**EXCERPT TO READ**
- Opening Delimiter -

50 Years Ago

To many people nutrition means no more than the study of foods and their use by the living body. But with increasing evidence of widespread malnutrition throughout the world, and of a deteriorating situation in regard to world population and food supplies, much emphasis needs to be placed on the importance of work outside the laboratory on problems associated with providing people everywhere with an adequate diet. In many parts of the world an immediate problem is a means of conveying foods from one place to another. For example, fruit, the sale of which provides a livelihood for some people, may be rotting on the trees because there are no roads on which it can be transported to other people who might benefit by addition of fruit to their diet ... Lack of adequate means of distribution may seriously limit the use of fish, and while many people suffer the effects of protein malnutrition, fishermen not far away suffer economic disaster because they cannot get rid of harvest gluts.

From Nature 7 July 1962

100 Years Ago

Measurements of the temperature of flowing lava are so rare that some made by Prof. G. Platania during the eruption of Etna last September possess considerable interest ... His observations were made with a Féry's radio-pyrometer on a stream of lava flowing from the lowest of a string of craters in the neighbourhood of M. Rosso, a few days before the eruption ceased. The temperatures, in parts where the lava was still red, ranged from 795° to a maximum of 940° C.

- Closing Delimiter -

**SOURCE INFORMATION**

- Opening Delimiter -

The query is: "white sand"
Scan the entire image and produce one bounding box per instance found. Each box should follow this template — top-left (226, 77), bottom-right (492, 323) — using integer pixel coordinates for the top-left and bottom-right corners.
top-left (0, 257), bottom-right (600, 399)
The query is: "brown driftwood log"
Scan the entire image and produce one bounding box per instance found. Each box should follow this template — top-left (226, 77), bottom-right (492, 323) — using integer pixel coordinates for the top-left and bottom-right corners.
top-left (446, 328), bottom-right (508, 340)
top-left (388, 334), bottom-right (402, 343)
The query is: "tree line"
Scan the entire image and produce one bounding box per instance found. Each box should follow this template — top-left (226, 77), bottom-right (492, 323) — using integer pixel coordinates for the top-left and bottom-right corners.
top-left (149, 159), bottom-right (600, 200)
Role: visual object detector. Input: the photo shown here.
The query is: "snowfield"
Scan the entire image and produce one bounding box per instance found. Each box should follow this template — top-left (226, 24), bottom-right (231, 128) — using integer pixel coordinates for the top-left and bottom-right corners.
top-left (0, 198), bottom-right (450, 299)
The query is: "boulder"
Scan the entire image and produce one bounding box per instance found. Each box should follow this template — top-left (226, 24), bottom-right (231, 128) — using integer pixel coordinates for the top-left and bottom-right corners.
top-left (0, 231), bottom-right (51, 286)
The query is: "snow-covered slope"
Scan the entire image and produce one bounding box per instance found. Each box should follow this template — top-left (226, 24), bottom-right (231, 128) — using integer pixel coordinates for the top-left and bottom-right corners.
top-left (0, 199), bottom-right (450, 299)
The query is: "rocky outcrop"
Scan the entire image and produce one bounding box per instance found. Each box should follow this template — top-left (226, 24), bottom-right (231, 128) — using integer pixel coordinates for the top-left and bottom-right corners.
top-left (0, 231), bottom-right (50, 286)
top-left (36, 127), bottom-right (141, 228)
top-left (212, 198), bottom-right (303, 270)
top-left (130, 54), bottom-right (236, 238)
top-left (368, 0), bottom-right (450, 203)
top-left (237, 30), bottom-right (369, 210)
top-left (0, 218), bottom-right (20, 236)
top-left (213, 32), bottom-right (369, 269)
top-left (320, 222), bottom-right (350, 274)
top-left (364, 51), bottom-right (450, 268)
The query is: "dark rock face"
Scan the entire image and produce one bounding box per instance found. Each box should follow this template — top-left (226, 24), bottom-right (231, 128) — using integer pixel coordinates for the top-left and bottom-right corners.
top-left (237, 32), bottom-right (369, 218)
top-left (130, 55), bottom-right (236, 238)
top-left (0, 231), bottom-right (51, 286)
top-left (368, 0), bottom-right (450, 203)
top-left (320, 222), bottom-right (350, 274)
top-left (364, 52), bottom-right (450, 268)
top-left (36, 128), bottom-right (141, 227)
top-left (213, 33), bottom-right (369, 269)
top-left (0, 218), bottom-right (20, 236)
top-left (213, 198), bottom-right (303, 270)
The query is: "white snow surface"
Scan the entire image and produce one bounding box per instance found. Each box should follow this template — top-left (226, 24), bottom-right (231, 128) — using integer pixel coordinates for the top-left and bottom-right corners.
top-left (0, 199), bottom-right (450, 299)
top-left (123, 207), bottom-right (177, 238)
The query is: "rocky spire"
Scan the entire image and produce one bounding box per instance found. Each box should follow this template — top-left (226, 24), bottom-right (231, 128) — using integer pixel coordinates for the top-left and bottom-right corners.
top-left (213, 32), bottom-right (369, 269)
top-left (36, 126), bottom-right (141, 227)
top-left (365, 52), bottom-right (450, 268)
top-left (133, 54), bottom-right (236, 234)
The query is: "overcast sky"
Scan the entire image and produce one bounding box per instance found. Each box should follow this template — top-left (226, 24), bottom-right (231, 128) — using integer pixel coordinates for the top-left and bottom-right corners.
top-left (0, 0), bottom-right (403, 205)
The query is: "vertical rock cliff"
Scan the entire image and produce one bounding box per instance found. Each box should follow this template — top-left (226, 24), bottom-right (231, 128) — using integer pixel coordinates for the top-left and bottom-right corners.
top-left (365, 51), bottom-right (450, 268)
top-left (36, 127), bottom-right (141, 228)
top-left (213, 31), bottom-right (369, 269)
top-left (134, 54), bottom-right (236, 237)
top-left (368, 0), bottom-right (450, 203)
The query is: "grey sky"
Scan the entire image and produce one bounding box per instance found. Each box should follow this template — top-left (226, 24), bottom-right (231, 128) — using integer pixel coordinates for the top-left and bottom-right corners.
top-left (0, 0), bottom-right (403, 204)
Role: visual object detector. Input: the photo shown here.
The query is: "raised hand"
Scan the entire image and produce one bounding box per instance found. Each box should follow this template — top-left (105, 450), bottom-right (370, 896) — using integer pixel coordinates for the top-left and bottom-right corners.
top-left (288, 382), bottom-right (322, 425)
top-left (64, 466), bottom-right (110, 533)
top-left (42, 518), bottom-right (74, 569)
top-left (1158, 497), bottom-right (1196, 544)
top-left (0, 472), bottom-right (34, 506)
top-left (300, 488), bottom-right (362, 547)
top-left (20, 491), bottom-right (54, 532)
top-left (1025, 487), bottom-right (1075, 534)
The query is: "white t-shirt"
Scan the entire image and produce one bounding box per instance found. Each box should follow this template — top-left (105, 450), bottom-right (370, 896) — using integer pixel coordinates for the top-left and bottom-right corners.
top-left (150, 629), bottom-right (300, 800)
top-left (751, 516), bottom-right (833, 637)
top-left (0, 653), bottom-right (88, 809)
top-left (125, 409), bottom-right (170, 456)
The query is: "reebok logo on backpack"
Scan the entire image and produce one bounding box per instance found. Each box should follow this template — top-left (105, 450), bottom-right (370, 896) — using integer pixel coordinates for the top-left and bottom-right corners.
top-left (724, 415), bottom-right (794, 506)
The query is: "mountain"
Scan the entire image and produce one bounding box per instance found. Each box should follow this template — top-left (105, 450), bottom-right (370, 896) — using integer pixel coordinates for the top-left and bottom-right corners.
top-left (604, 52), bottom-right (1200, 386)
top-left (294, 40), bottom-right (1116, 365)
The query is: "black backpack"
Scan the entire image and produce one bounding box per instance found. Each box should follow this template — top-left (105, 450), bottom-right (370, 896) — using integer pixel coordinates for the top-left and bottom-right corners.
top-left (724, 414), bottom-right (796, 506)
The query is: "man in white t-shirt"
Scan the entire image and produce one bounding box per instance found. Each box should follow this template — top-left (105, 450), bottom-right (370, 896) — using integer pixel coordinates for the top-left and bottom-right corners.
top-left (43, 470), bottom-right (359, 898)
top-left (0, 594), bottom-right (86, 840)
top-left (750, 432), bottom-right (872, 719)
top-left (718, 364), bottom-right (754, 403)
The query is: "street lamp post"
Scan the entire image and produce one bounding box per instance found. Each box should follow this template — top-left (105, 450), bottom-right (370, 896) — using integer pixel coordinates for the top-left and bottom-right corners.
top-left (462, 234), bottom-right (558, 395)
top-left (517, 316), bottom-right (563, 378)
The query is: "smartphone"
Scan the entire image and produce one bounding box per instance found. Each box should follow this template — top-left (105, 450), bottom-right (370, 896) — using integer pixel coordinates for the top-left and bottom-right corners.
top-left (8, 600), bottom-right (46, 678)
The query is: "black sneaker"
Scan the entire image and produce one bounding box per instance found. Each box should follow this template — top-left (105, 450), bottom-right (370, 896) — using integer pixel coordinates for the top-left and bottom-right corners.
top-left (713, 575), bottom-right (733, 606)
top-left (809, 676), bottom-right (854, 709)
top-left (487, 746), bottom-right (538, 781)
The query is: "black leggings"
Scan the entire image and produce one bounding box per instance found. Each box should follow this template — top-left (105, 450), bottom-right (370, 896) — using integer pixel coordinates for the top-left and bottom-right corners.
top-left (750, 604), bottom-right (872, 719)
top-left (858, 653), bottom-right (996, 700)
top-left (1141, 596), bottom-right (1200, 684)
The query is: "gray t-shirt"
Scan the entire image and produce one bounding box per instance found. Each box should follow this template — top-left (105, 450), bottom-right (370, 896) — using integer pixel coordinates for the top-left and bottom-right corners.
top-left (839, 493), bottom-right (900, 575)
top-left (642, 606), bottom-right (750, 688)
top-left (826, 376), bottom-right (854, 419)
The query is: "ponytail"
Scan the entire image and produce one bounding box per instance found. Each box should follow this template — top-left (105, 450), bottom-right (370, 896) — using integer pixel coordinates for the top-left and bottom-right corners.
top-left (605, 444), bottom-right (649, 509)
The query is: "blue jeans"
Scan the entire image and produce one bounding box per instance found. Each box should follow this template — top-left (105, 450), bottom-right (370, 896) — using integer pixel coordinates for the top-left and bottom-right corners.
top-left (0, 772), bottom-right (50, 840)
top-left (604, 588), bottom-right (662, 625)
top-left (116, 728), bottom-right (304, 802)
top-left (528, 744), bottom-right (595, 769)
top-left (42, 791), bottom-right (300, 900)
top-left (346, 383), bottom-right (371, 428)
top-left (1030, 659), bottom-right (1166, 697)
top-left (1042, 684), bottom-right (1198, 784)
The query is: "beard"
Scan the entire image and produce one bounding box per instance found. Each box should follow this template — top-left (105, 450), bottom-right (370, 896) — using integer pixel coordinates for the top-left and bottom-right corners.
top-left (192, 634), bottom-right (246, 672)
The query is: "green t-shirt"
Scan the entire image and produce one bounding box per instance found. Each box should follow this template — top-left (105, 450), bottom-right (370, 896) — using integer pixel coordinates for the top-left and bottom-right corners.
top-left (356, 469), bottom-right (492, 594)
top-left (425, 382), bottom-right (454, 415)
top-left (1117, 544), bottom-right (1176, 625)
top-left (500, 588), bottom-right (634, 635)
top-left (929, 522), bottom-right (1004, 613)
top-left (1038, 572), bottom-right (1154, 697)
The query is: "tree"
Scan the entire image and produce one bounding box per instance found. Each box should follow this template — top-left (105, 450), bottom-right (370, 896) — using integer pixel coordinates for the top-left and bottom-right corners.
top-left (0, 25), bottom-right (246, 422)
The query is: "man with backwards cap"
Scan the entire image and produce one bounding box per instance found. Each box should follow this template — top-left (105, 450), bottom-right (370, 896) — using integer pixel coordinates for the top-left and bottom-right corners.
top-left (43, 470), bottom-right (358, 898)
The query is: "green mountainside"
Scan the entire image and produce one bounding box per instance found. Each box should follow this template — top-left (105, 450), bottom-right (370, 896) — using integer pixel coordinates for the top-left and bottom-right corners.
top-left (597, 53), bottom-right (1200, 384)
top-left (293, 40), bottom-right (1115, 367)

- Closing Delimiter -

**WORK INSTRUCTION 1**
Reproduce the archive excerpt word for word, from "100 Years Ago" to "maximum of 940° C.".
**WORK INSTRUCTION 2**
Answer these questions about the archive excerpt:
(a) What instrument did Prof. G. Platania use to take his measurements?
(b) What was the highest lava temperature recorded?
(c) On what date did the 1962 item appear in Nature?
You won't need the records for any of this.

**TASK RESPONSE 1**
100 Years Ago

Measurements of the temperature of flowing lava are so rare that some made by Prof. G. Platania during the eruption of Etna last September possess considerable interest ... His observations were made with a Féry's radio-pyrometer on a stream of lava flowing from the lowest of a string of craters in the neighbourhood of M. Rosso, a few days before the eruption ceased. The temperatures, in parts where the lava was still red, ranged from 795° to a maximum of 940° C.

**TASK RESPONSE 2**
(a) A Féry's radio-pyrometer
(b) 940° C
(c) 7 July 1962